-- Data follows --

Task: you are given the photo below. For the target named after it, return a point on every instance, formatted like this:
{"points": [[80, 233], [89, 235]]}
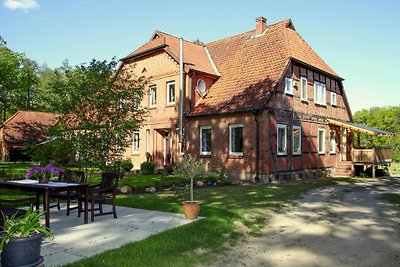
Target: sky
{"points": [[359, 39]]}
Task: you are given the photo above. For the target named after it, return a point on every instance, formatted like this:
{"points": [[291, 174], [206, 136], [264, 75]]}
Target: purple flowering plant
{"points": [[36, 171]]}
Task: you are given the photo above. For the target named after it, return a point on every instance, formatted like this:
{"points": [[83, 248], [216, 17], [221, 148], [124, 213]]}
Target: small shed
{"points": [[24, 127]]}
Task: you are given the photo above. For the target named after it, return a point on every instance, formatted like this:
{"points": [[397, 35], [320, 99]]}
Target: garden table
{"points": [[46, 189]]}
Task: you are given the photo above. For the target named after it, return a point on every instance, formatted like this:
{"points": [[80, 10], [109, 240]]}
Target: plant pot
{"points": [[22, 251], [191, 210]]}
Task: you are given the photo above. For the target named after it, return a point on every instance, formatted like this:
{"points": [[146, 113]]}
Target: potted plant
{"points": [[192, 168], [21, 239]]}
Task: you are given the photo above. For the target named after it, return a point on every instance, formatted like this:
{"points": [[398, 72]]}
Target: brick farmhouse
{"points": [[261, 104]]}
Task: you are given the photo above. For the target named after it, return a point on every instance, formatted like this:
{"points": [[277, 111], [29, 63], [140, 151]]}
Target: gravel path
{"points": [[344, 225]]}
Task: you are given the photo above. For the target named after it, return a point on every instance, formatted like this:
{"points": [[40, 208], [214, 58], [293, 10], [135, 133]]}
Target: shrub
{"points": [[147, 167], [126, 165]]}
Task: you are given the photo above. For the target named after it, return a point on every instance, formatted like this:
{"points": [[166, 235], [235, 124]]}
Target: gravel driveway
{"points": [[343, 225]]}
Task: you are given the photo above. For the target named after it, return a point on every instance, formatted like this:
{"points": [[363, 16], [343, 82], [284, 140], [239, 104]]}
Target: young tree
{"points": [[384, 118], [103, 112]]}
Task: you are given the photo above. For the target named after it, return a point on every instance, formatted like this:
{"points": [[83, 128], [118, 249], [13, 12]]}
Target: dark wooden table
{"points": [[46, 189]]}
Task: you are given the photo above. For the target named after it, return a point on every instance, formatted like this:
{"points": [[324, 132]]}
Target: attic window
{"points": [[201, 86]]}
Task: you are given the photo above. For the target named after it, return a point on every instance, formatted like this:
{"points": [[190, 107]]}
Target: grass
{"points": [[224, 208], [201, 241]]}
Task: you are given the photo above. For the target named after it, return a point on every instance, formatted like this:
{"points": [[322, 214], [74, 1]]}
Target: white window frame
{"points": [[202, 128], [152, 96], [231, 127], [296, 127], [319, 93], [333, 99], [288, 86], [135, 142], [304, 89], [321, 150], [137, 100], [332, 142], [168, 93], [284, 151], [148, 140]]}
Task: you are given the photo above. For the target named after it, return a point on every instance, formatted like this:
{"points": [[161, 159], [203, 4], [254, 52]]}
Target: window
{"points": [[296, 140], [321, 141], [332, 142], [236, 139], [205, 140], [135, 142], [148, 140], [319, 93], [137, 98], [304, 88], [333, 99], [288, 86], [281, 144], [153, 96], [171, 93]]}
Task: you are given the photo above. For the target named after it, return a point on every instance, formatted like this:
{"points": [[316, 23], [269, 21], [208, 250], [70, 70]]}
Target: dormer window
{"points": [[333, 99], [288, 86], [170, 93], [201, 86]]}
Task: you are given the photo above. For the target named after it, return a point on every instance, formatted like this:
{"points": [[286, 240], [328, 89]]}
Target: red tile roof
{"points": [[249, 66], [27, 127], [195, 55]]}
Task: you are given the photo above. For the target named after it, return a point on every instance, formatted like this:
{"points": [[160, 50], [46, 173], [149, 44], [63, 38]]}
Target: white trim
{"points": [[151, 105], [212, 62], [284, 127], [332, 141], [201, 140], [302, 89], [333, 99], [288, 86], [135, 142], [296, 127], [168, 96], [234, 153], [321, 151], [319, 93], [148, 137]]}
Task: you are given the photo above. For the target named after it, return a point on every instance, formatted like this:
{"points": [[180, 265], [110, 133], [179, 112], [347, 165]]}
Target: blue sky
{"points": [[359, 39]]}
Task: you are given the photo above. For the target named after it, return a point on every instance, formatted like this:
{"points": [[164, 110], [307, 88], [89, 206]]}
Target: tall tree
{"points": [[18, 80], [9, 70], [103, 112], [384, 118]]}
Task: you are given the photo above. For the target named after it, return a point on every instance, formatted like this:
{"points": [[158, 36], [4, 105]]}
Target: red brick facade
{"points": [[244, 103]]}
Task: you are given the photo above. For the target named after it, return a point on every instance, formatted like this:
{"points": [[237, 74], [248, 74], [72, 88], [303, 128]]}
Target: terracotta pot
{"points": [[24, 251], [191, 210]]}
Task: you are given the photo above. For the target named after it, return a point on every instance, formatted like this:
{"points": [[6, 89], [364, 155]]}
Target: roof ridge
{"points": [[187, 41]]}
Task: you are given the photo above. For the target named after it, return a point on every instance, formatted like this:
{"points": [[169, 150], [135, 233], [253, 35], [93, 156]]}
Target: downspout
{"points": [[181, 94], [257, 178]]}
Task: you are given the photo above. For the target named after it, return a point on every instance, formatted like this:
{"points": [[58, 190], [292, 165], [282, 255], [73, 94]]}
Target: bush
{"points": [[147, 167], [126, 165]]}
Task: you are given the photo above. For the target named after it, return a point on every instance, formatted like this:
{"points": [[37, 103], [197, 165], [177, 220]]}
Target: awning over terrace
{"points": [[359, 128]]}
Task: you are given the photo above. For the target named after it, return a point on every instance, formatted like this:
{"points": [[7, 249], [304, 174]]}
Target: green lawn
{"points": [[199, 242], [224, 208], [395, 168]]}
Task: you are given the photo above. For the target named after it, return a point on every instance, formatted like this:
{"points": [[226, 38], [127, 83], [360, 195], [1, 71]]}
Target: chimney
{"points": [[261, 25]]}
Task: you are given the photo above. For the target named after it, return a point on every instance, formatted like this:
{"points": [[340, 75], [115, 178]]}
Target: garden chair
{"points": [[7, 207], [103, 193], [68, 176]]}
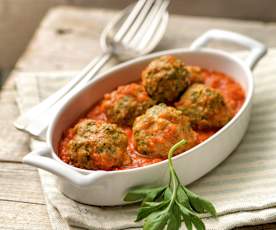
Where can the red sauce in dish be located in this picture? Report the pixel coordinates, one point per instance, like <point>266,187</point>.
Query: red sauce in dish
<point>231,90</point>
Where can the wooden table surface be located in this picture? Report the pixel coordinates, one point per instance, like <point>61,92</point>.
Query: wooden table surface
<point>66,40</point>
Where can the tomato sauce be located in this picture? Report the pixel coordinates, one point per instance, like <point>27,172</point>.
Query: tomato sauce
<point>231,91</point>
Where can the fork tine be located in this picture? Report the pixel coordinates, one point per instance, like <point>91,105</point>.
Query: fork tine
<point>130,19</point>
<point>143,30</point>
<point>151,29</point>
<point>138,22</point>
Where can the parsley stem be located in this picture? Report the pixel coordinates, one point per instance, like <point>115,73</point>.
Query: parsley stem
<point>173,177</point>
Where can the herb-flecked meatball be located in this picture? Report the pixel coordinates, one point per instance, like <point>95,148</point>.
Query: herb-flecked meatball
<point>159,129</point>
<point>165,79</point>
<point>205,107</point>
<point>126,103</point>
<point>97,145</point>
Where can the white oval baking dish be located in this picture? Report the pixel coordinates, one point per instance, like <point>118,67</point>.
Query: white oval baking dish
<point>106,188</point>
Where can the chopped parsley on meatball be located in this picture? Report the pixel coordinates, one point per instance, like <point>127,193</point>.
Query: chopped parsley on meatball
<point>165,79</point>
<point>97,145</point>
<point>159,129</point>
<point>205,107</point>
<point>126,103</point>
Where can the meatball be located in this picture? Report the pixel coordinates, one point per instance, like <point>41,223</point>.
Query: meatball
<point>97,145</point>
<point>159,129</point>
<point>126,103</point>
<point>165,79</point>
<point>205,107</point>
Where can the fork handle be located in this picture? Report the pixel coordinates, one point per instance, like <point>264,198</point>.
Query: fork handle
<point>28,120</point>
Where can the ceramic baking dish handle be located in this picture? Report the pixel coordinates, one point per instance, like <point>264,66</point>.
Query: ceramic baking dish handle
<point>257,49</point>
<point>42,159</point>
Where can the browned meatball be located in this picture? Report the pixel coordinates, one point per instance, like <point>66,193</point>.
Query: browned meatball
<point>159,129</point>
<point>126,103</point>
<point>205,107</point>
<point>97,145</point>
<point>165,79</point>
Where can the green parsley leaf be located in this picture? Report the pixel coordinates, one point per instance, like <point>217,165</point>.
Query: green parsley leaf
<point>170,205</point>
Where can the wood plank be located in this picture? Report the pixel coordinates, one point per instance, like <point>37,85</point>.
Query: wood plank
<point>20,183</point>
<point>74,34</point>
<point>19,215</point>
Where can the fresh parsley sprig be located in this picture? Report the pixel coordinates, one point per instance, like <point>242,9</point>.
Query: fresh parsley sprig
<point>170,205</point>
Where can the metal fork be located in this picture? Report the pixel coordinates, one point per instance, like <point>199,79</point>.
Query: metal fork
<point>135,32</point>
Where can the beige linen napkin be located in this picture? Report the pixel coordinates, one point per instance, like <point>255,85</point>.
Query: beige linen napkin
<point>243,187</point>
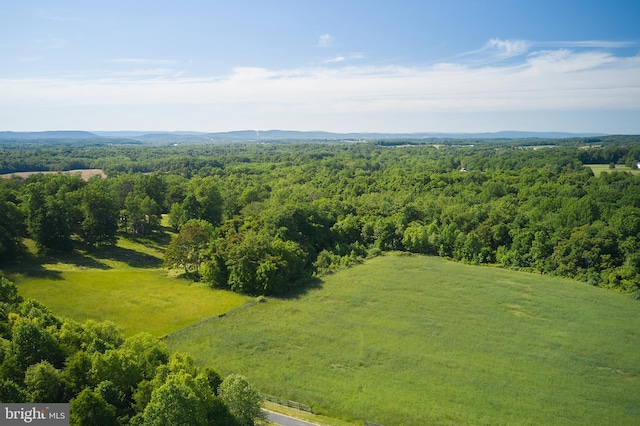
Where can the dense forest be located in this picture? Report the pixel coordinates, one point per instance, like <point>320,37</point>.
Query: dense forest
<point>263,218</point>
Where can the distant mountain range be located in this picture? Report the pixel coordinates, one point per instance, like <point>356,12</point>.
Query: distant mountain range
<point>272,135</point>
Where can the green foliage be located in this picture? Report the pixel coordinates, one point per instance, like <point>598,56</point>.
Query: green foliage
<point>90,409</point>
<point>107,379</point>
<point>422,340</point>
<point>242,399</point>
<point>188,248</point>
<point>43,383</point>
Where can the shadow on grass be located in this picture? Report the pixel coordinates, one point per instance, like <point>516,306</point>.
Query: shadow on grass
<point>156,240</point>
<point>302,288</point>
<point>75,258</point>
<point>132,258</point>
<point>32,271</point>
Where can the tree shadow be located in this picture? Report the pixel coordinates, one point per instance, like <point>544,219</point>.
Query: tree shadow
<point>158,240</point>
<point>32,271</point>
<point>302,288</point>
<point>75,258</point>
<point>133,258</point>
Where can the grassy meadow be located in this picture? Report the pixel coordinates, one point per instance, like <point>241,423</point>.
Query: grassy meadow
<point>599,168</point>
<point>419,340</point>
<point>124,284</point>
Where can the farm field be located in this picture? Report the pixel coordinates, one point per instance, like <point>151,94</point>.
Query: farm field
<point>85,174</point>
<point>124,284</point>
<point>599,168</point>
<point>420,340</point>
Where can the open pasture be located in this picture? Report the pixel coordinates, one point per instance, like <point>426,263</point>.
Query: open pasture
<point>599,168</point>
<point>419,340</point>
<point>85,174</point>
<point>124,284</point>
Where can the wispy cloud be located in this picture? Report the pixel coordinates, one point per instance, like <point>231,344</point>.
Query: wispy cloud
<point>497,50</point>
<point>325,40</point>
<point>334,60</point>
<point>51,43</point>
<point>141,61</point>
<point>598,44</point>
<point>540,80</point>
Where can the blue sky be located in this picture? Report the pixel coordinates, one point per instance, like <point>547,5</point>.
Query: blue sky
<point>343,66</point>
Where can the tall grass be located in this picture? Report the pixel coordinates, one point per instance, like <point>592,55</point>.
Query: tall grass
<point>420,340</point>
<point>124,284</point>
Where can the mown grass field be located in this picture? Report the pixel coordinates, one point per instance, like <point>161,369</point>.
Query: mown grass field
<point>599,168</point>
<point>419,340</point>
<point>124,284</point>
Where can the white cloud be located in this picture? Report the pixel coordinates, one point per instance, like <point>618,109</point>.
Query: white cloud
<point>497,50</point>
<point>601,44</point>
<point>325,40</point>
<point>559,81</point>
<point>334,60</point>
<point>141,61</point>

-- Data concluded --

● **Aim of the task**: Reproduce exactly the lines above from the line with "Where can the green parsley" to the line with "Where can the wood plank", including both, and add nothing.

● **Answer box**:
Where can the green parsley leaf be located in this picture? Report the pixel coordinates, one point per instance, like <point>217,165</point>.
Query: green parsley leaf
<point>170,205</point>
Where can the wood plank be located in this picture? Report the pixel coordinates, one point per instance, like <point>37,85</point>.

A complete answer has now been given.